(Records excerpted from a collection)
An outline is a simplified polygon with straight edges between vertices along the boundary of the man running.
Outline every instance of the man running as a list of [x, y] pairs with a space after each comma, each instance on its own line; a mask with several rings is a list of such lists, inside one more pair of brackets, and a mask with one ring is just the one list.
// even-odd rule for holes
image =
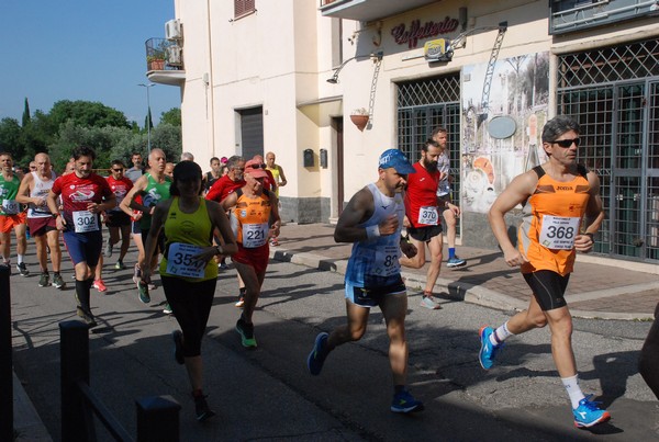
[[[48, 273], [48, 249], [53, 262], [53, 286], [64, 288], [66, 283], [59, 273], [62, 268], [62, 248], [59, 247], [59, 230], [55, 217], [48, 207], [48, 193], [55, 183], [57, 174], [51, 167], [51, 158], [46, 154], [36, 154], [34, 161], [36, 170], [25, 174], [16, 201], [27, 204], [27, 226], [30, 236], [36, 243], [36, 258], [41, 268], [40, 287], [51, 285]], [[32, 162], [31, 162], [32, 165]]]
[[[91, 328], [97, 322], [91, 313], [89, 291], [103, 246], [101, 212], [116, 205], [104, 178], [91, 171], [96, 152], [89, 147], [74, 150], [74, 173], [55, 180], [48, 193], [48, 207], [56, 216], [57, 229], [64, 230], [64, 242], [76, 272], [77, 315]], [[57, 199], [62, 195], [63, 211]]]
[[[611, 416], [579, 387], [572, 317], [565, 299], [574, 257], [578, 251], [592, 250], [593, 236], [604, 218], [600, 180], [577, 163], [580, 141], [579, 124], [572, 117], [559, 115], [548, 121], [543, 148], [549, 160], [515, 178], [490, 208], [490, 225], [505, 262], [521, 265], [533, 296], [528, 309], [499, 328], [481, 328], [479, 360], [489, 370], [507, 338], [549, 325], [551, 354], [572, 404], [574, 426], [584, 428], [605, 422]], [[504, 215], [517, 204], [523, 205], [524, 220], [515, 247]]]
[[437, 170], [437, 160], [442, 148], [437, 141], [428, 139], [421, 149], [421, 159], [414, 163], [416, 173], [409, 177], [407, 192], [405, 193], [405, 216], [410, 226], [407, 234], [417, 253], [413, 258], [402, 257], [401, 264], [413, 269], [421, 269], [426, 262], [425, 246], [428, 247], [431, 263], [426, 272], [426, 284], [421, 298], [421, 306], [436, 310], [442, 308], [439, 302], [433, 296], [433, 290], [439, 270], [442, 269], [442, 223], [439, 209], [448, 209], [459, 214], [459, 208], [447, 201], [437, 197], [440, 173]]
[[346, 269], [347, 324], [331, 335], [320, 333], [306, 360], [310, 373], [319, 375], [332, 350], [361, 339], [371, 307], [380, 307], [387, 324], [393, 374], [391, 411], [403, 413], [424, 408], [405, 388], [407, 293], [399, 263], [401, 250], [409, 257], [416, 253], [416, 248], [401, 237], [405, 212], [401, 192], [407, 174], [415, 172], [402, 151], [386, 150], [380, 156], [378, 181], [357, 192], [340, 214], [334, 240], [354, 242]]
[[[131, 209], [141, 211], [143, 213], [139, 218], [139, 229], [142, 230], [142, 243], [145, 245], [148, 240], [148, 231], [150, 229], [150, 220], [154, 214], [156, 204], [160, 201], [169, 199], [169, 186], [171, 180], [165, 175], [165, 165], [167, 159], [163, 149], [152, 149], [148, 156], [149, 171], [135, 181], [135, 185], [129, 191], [126, 196], [121, 202], [120, 207], [125, 213], [130, 213]], [[136, 195], [142, 195], [142, 203], [135, 201]], [[165, 247], [165, 237], [160, 234], [155, 248], [153, 257], [148, 257], [147, 261], [150, 260], [152, 272], [158, 264], [158, 253], [163, 252]], [[144, 257], [137, 257], [137, 262], [142, 262]], [[139, 273], [139, 264], [135, 264], [135, 274]], [[152, 286], [154, 287], [154, 286]], [[153, 290], [153, 288], [152, 288]], [[143, 281], [141, 276], [137, 277], [137, 297], [144, 304], [150, 303], [149, 286], [148, 283]], [[169, 310], [168, 306], [165, 306]]]
[[4, 265], [10, 269], [11, 231], [16, 236], [16, 270], [21, 276], [27, 276], [30, 271], [23, 261], [27, 250], [25, 236], [25, 212], [16, 201], [21, 179], [14, 173], [13, 160], [9, 152], [0, 152], [0, 252]]
[[267, 177], [260, 162], [247, 161], [245, 185], [222, 201], [225, 211], [231, 208], [231, 226], [238, 243], [238, 251], [231, 259], [245, 283], [245, 303], [243, 314], [236, 322], [236, 331], [241, 335], [243, 347], [247, 348], [256, 347], [252, 315], [270, 259], [268, 238], [270, 235], [279, 235], [281, 225], [277, 196], [264, 189], [264, 180]]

### AIM OF THE TASK
Print every entry above again without changing a word, and omit the pictures.

### WORKED ANSWER
An outline is a simplified polygon with straight edges between vertices along the boundary of the man running.
Outline every instance of the man running as a list of [x, y] pairs with a space after each comma, each instance on its own line; a mask with several rings is a list of such lists, inside one more pair of brackets, and a mask with one ring is just the one list.
// even-odd rule for holes
image =
[[[48, 273], [48, 249], [53, 262], [53, 286], [64, 288], [66, 283], [59, 273], [62, 268], [62, 248], [59, 247], [59, 230], [55, 217], [48, 207], [48, 193], [55, 183], [57, 174], [51, 167], [51, 158], [46, 154], [36, 154], [34, 161], [36, 170], [25, 174], [16, 201], [27, 204], [27, 226], [30, 236], [36, 243], [36, 258], [41, 268], [40, 287], [51, 285]], [[32, 162], [31, 162], [32, 165]]]
[[[91, 328], [97, 322], [91, 313], [89, 291], [103, 246], [101, 212], [116, 205], [104, 178], [91, 171], [96, 152], [89, 147], [74, 150], [74, 173], [55, 180], [48, 193], [48, 207], [56, 216], [57, 229], [64, 230], [64, 242], [76, 272], [77, 315]], [[57, 199], [62, 195], [63, 211]]]
[[[611, 416], [579, 387], [572, 317], [565, 299], [574, 257], [578, 251], [592, 250], [593, 236], [604, 218], [600, 180], [577, 163], [580, 141], [579, 124], [572, 117], [559, 115], [548, 121], [543, 148], [549, 160], [515, 178], [490, 208], [490, 225], [505, 262], [521, 265], [533, 296], [528, 309], [499, 328], [481, 328], [479, 360], [489, 370], [507, 338], [549, 325], [551, 354], [572, 404], [574, 426], [584, 428], [605, 422]], [[504, 215], [517, 204], [523, 205], [524, 220], [515, 247]]]
[[437, 170], [437, 160], [442, 148], [437, 141], [428, 139], [421, 149], [421, 159], [414, 163], [416, 173], [409, 177], [407, 192], [405, 193], [405, 216], [410, 226], [407, 234], [417, 253], [413, 258], [402, 257], [401, 264], [413, 269], [421, 269], [426, 262], [425, 246], [428, 247], [431, 263], [426, 272], [426, 284], [421, 298], [421, 306], [436, 310], [442, 308], [439, 302], [433, 296], [433, 290], [439, 270], [442, 269], [442, 223], [439, 209], [448, 209], [459, 214], [459, 208], [447, 201], [437, 197], [440, 173]]
[[346, 269], [347, 324], [331, 335], [320, 333], [306, 360], [310, 373], [319, 375], [332, 350], [361, 339], [371, 307], [380, 307], [387, 324], [393, 374], [391, 411], [403, 413], [424, 408], [405, 388], [407, 293], [399, 263], [401, 250], [409, 257], [416, 253], [416, 248], [401, 237], [405, 212], [401, 192], [407, 174], [415, 172], [402, 151], [386, 150], [380, 156], [378, 181], [357, 192], [340, 214], [334, 240], [354, 242]]
[[[131, 209], [141, 211], [143, 213], [139, 218], [139, 229], [142, 230], [142, 243], [145, 245], [148, 240], [148, 231], [150, 229], [150, 220], [154, 214], [156, 204], [160, 201], [169, 199], [169, 186], [171, 180], [165, 175], [165, 165], [167, 159], [163, 149], [152, 149], [148, 156], [149, 171], [135, 181], [135, 185], [129, 191], [126, 196], [121, 202], [120, 207], [125, 213], [130, 213]], [[136, 195], [142, 195], [142, 203], [135, 201]], [[165, 247], [165, 237], [160, 234], [155, 248], [153, 257], [148, 257], [147, 261], [150, 260], [152, 272], [158, 264], [158, 253], [163, 252]], [[144, 257], [137, 257], [137, 262], [142, 262]], [[139, 273], [139, 264], [135, 264], [135, 274]], [[152, 286], [154, 287], [154, 286]], [[153, 290], [153, 288], [152, 288]], [[143, 281], [141, 276], [137, 277], [137, 297], [144, 304], [150, 303], [149, 286], [148, 283]], [[169, 310], [168, 306], [165, 306]]]
[[4, 265], [10, 269], [11, 231], [16, 236], [16, 270], [21, 276], [27, 276], [30, 271], [23, 261], [27, 250], [25, 236], [25, 212], [16, 201], [21, 179], [14, 173], [13, 160], [9, 152], [0, 152], [0, 252]]
[[267, 177], [260, 162], [247, 161], [245, 185], [222, 201], [225, 211], [231, 208], [231, 226], [238, 243], [238, 251], [231, 259], [245, 283], [245, 303], [243, 314], [236, 322], [236, 331], [241, 335], [243, 347], [247, 348], [256, 347], [252, 315], [270, 259], [268, 238], [270, 235], [279, 235], [281, 225], [277, 196], [264, 189], [264, 180]]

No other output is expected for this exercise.